# What needs to be done
Return the rows verbatim, beginning with the row that contains "AR game engine needs to place a power-up near the hotel" and continuing through the row that contains "[140,139,208,171]", both included.

# Dataset records
────────────────────────────────────────
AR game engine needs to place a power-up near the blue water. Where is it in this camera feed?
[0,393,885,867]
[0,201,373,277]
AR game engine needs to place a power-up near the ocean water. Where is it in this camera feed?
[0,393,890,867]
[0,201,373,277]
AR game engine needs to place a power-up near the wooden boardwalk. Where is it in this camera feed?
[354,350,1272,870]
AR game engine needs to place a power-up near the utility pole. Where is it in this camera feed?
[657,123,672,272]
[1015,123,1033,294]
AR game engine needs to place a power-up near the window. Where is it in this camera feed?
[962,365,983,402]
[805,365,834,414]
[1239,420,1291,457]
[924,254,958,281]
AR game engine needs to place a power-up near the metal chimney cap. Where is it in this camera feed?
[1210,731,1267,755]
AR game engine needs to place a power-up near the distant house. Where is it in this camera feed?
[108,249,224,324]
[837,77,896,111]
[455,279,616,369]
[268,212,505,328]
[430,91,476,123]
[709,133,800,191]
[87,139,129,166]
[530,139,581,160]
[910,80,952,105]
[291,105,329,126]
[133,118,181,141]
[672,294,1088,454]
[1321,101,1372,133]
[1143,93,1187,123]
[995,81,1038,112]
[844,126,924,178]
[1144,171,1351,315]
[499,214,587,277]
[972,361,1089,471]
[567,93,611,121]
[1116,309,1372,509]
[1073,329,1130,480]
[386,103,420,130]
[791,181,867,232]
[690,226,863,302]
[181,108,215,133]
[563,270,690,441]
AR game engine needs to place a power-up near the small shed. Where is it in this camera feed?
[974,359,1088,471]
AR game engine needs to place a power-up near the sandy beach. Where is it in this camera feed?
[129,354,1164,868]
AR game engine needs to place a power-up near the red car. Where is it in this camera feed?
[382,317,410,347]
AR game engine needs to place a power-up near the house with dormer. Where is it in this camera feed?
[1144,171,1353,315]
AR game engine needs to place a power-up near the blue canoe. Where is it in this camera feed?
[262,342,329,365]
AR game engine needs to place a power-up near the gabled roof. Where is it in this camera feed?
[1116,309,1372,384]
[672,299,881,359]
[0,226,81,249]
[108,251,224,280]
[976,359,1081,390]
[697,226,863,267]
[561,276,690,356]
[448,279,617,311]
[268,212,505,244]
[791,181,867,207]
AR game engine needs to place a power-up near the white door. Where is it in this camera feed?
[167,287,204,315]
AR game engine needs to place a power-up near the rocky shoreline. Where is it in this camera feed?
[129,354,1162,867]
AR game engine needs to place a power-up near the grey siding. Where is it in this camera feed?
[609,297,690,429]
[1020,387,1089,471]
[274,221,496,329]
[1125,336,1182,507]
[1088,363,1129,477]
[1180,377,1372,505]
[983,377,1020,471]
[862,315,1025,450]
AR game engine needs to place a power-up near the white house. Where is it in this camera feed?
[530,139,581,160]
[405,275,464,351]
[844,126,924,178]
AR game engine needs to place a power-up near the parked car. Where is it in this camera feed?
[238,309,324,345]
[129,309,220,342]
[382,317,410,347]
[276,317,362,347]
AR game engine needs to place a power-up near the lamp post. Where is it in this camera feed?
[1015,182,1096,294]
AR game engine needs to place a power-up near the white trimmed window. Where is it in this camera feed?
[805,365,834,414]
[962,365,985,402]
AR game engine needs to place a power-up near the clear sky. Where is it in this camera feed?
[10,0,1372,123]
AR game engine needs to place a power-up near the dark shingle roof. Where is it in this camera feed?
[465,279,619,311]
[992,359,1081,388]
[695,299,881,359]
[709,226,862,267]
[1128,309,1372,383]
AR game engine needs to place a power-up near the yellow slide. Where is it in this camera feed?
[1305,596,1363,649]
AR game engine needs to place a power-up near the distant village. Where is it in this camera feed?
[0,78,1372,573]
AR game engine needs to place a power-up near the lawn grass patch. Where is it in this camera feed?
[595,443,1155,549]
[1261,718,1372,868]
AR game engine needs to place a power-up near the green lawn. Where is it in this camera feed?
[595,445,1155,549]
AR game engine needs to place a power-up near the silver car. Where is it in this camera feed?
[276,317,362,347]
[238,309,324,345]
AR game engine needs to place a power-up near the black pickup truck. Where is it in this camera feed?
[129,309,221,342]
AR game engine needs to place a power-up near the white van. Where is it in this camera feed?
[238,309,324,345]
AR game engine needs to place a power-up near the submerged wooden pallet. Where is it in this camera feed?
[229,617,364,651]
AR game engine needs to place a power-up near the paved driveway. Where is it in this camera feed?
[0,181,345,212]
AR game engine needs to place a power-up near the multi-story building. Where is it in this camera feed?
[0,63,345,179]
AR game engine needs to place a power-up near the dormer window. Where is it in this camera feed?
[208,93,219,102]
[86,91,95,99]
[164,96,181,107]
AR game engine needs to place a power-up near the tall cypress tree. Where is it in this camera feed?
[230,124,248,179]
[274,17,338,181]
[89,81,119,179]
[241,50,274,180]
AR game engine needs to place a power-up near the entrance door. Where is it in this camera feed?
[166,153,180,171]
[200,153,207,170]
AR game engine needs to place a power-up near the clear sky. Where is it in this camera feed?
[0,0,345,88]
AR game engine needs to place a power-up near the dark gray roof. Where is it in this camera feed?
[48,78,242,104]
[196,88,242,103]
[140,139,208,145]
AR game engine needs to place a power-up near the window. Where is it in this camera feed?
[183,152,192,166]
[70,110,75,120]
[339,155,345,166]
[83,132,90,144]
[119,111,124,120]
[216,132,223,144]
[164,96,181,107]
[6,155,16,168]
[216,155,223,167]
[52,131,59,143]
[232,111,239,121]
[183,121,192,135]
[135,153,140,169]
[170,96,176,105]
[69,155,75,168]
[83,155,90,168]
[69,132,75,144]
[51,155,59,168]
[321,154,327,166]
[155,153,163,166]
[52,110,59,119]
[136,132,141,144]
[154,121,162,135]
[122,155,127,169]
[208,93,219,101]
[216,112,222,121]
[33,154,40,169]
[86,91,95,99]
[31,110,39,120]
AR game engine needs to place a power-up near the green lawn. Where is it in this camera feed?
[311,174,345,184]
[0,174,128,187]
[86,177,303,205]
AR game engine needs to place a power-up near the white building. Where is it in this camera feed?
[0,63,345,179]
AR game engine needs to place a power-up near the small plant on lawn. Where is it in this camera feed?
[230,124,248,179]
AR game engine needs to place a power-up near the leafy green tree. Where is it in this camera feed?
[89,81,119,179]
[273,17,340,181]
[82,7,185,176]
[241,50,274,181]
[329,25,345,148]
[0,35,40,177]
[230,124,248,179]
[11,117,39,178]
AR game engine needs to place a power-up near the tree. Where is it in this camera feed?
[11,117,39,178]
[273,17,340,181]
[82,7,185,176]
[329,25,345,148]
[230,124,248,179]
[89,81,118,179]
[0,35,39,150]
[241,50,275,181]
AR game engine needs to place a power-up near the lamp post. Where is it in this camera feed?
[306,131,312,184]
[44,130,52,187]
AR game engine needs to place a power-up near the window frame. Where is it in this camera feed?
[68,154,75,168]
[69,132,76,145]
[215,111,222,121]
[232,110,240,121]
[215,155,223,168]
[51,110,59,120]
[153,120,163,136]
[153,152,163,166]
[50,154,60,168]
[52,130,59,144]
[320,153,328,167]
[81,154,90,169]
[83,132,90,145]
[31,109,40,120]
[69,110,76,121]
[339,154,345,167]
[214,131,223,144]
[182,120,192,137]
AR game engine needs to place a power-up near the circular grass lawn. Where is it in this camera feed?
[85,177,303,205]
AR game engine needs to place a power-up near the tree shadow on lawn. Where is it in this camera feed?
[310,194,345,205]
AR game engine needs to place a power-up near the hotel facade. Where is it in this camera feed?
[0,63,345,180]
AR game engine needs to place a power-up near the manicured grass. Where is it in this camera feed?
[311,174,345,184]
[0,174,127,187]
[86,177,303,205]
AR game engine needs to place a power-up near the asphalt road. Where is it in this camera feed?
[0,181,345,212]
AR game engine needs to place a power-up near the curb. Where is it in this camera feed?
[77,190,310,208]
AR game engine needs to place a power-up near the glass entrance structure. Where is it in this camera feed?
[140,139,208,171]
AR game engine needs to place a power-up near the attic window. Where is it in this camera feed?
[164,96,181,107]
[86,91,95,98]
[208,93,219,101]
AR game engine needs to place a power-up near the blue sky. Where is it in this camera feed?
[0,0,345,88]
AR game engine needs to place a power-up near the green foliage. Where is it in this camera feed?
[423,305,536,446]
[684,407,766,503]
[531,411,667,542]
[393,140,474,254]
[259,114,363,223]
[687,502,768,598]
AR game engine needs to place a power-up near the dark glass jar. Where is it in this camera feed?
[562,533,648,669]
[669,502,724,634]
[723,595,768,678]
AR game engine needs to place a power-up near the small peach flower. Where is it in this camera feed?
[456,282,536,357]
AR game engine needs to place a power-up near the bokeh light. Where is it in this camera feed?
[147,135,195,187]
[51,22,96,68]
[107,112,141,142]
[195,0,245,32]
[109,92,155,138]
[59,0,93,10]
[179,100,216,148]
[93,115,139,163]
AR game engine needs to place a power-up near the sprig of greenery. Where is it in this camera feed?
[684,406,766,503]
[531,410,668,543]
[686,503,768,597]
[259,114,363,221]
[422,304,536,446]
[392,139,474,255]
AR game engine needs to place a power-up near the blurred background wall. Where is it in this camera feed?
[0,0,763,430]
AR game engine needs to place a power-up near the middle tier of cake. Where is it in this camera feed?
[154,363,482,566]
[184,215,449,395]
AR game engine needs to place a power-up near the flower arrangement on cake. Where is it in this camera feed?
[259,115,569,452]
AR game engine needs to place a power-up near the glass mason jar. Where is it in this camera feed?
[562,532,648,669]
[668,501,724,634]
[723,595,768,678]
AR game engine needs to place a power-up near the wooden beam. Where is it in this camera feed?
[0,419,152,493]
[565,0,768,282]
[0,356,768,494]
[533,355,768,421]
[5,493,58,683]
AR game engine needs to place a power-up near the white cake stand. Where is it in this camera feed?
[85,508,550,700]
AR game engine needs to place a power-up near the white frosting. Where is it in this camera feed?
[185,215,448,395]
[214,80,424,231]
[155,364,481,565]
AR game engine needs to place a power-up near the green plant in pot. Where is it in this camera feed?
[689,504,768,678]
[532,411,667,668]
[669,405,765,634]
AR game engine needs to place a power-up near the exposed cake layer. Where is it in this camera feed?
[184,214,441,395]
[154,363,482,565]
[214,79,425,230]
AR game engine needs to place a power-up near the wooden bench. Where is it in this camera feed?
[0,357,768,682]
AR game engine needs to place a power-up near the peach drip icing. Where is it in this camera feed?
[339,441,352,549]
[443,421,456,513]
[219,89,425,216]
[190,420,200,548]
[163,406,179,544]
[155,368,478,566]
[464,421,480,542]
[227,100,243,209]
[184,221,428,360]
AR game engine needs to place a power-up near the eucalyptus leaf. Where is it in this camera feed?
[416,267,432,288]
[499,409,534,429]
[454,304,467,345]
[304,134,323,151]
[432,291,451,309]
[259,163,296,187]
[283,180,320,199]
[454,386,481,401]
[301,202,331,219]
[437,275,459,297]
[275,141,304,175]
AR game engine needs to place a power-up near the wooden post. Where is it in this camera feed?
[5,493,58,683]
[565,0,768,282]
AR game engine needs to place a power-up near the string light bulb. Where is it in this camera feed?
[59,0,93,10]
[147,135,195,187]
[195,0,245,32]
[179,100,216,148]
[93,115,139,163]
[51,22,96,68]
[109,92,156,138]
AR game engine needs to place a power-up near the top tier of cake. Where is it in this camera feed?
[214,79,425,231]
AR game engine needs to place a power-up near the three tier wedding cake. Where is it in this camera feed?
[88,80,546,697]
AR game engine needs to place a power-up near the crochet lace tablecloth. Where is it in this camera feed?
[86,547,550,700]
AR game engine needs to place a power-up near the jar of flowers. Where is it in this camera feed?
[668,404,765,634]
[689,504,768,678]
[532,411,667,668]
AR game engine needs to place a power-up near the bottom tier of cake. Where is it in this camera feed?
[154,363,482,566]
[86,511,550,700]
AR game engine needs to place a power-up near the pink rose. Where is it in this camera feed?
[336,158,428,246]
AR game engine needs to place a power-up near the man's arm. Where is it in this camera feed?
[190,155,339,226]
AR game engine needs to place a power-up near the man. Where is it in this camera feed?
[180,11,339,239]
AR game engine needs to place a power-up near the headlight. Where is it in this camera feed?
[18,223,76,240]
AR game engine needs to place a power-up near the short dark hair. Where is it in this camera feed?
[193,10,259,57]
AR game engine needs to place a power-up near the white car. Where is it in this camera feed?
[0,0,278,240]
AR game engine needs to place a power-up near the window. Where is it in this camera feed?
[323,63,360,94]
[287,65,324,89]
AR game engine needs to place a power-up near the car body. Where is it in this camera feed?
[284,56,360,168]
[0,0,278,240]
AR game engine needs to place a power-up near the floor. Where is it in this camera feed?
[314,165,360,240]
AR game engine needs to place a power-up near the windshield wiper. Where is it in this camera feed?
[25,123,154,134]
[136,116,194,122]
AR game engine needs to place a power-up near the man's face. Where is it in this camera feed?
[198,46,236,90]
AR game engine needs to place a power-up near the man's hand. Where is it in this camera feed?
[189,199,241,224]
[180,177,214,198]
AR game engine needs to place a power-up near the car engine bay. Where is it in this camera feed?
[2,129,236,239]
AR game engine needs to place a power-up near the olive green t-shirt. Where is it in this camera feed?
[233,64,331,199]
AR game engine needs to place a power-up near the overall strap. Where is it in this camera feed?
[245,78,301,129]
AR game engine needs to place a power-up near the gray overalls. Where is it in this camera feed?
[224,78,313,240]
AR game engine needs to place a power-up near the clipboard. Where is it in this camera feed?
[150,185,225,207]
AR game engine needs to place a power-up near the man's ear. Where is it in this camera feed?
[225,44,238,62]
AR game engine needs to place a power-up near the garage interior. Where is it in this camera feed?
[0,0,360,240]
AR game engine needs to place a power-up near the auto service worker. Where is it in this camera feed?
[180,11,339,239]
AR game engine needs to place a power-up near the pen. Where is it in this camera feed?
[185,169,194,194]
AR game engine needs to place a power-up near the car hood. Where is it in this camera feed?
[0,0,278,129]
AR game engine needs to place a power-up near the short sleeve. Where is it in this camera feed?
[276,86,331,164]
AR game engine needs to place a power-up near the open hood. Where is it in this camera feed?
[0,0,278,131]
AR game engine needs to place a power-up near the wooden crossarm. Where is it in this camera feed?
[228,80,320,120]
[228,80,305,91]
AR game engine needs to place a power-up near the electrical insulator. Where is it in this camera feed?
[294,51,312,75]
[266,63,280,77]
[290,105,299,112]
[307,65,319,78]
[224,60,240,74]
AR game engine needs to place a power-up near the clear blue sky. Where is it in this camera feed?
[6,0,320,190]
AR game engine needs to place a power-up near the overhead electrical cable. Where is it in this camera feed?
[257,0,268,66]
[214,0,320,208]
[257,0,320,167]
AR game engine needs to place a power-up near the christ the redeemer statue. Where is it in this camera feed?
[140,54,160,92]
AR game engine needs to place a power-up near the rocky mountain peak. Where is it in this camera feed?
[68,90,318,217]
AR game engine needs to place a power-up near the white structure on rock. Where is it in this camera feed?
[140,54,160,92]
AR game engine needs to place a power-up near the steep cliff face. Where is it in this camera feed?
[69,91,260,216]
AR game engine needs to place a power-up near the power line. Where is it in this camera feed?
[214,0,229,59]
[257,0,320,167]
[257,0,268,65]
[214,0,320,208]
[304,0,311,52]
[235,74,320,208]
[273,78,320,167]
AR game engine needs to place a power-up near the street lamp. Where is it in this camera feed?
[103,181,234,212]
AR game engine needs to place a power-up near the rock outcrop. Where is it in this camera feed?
────────────────────────────────────────
# Answer
AR game engine needs to place a power-up near the hotel facade. Where is it in this camera feed?
[0,63,345,180]
AR game engine needs to place a power-up near the manicured grass. Where is it in this camera feed?
[311,174,345,184]
[0,174,127,187]
[86,177,303,205]
AR game engine needs to place a power-up near the asphalt road. Where is it in this camera feed?
[0,181,345,212]
AR game engine needs to place a power-up near the curb. Where is it in this camera feed?
[77,190,310,208]
AR game engine needs to place a power-up near the glass entrance structure. Where is it in this camera feed?
[140,139,208,171]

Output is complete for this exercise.